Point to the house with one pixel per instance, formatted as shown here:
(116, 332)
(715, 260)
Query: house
* * *
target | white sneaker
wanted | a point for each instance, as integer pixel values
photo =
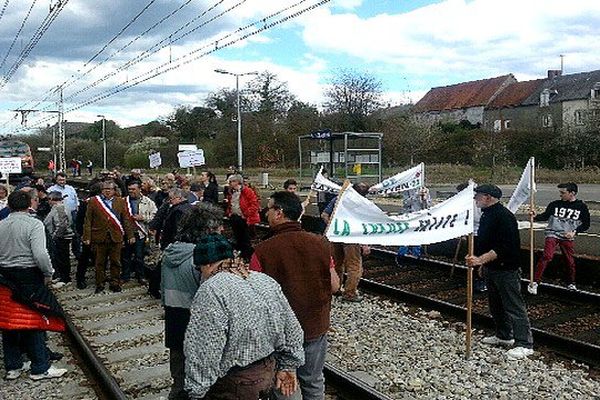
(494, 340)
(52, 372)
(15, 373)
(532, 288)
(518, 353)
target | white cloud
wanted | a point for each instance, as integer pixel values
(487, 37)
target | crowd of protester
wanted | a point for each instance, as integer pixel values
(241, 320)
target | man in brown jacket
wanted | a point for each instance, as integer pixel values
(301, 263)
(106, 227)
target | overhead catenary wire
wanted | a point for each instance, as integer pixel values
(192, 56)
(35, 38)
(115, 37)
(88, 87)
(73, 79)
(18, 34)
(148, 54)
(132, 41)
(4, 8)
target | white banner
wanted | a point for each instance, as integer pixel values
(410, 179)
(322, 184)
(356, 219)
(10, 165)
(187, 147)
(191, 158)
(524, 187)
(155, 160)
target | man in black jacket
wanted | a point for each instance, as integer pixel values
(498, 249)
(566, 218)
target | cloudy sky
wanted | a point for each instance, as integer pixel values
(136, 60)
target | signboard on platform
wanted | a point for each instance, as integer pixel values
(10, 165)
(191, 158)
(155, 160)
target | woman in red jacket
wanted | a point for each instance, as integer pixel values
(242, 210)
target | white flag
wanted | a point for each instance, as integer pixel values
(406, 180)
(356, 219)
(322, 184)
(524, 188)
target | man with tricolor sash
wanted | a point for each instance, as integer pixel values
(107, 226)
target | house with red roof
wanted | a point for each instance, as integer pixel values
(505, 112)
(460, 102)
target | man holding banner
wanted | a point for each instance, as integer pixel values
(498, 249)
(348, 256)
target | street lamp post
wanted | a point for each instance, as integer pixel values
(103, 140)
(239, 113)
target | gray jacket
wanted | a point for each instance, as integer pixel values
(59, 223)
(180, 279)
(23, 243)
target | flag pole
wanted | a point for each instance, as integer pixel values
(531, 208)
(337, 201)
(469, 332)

▶ **Your goal**
Of all the entries above, repeat only the lines from the line that has "Point to the" to the line that has "Query: house", both lines included, exactly.

▶ **Final answer**
Point to the house with one pixel per instance, formatted as shown here:
(116, 332)
(715, 260)
Query: house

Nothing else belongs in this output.